----- EXCERPTED PASSAGE

HUPAN toolkit integrates more than 10 software, most of these software can be provided to the main program when the specific tool is selected. It is convenient for users to work on supercomputers or clusters. To run the main program of HUPAN toolkit, you only need several software and packages.
R is utilized for visulization and statistical tests in HUPAN toolkit. Please install R first and make sure R and Rscript are under your PATH.
Download R here.
Several R packages are needed including ggplot2, reshape2 and ape packages. Follow the Installation step 3 or you can install the packages by yourself.
Download the HUPAN toolkit here.
Uncompress the HUPAN toolkit package.
tar zxvf HUPAN-vXX.XX.tar.gz
Install necessary R packages.
cd HUPAN-vXX.XX Rscript installRPac
Compile the source codes.
make
You will find executable files:ccov,bam2cov and hupan et al. in bin/ directory.
Add bin/ to PATH and add lib/ to LD_LIBRARY_PATH.

----------

▶ **TASKS AND EXERCISES**
1: Rewrite the paragraph of the HUPAN installation page that begins "HUPAN toolkit integrates more than 10 software" as a shorter paragraph, keeping its main facts.
2: Decide whether each statement agrees with the HUPAN installation page. Answer yes or no for each, and quote the page's words that decide it.
(a) The ape package is one of the R packages the toolkit needs.
(b) After compiling, the executable files are found in the lib/ directory.
(c) Running the main program requires installing every one of the bundled programs.

----- EXTRACTED MATERIAL

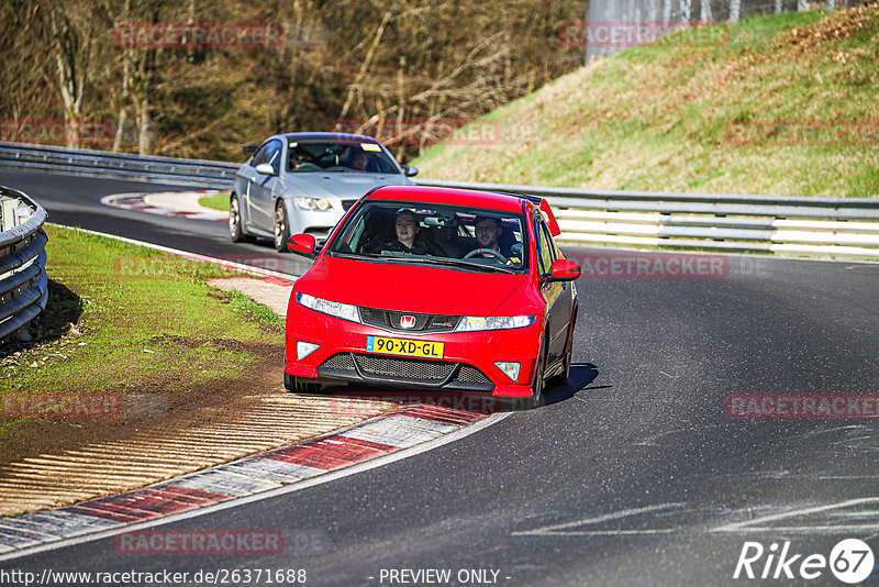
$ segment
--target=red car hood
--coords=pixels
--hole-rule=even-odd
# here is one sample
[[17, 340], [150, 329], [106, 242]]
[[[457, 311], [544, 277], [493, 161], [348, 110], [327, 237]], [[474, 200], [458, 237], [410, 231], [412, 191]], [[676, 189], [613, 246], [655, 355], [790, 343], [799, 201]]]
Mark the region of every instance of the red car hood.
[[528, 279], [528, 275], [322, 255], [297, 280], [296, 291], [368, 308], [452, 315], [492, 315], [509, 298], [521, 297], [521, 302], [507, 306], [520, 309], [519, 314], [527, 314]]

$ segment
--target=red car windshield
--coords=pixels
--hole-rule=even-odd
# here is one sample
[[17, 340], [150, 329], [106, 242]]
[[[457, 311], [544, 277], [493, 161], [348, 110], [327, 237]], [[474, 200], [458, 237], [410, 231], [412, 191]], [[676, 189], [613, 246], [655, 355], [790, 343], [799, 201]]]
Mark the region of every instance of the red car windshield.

----------
----- EXTRACTED MATERIAL

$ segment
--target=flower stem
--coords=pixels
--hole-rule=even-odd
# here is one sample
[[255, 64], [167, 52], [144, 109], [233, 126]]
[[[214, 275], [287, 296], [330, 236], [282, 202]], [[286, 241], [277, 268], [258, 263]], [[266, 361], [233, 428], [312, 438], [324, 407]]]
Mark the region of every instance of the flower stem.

----------
----- EXTRACTED MATERIAL

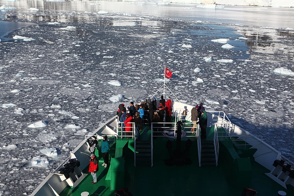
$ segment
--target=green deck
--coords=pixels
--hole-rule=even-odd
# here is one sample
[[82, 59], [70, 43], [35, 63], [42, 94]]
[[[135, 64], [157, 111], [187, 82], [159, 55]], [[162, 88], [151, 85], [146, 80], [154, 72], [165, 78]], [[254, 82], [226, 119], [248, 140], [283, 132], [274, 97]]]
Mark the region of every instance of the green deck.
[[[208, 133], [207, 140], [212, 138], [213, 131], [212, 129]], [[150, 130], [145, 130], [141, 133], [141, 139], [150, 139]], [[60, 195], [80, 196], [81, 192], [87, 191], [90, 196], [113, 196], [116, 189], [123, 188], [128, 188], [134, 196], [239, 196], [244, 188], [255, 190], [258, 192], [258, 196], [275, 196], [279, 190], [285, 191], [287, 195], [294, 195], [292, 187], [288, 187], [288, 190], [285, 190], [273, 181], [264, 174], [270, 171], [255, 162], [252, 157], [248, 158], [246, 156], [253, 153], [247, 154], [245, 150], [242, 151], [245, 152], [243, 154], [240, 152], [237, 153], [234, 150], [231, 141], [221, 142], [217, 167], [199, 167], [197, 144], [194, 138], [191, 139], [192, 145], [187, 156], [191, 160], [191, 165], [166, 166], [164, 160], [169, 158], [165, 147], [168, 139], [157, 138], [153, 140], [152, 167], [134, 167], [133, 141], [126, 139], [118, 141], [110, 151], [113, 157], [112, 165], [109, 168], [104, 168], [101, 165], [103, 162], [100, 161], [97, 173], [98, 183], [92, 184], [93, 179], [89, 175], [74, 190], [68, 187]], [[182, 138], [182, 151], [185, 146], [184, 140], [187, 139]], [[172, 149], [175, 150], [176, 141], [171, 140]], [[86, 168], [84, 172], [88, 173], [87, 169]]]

----------

▶ **ANSWERS TO THE PROBLEMS**
1: The HUPAN toolkit bundles more than 10 programs, and most of them are supplied to the main program when a given tool is selected. This makes it convenient for work on supercomputers or clusters. Running the main program takes only a few software packages.

2:
(a) Yes: "Several R packages are needed including ggplot2, reshape2 and ape packages."
(b) No: "You will find executable files:ccov,bam2cov and hupan et al. in bin/ directory."
(c) No: "To run the main program of HUPAN toolkit, you only need several software and packages."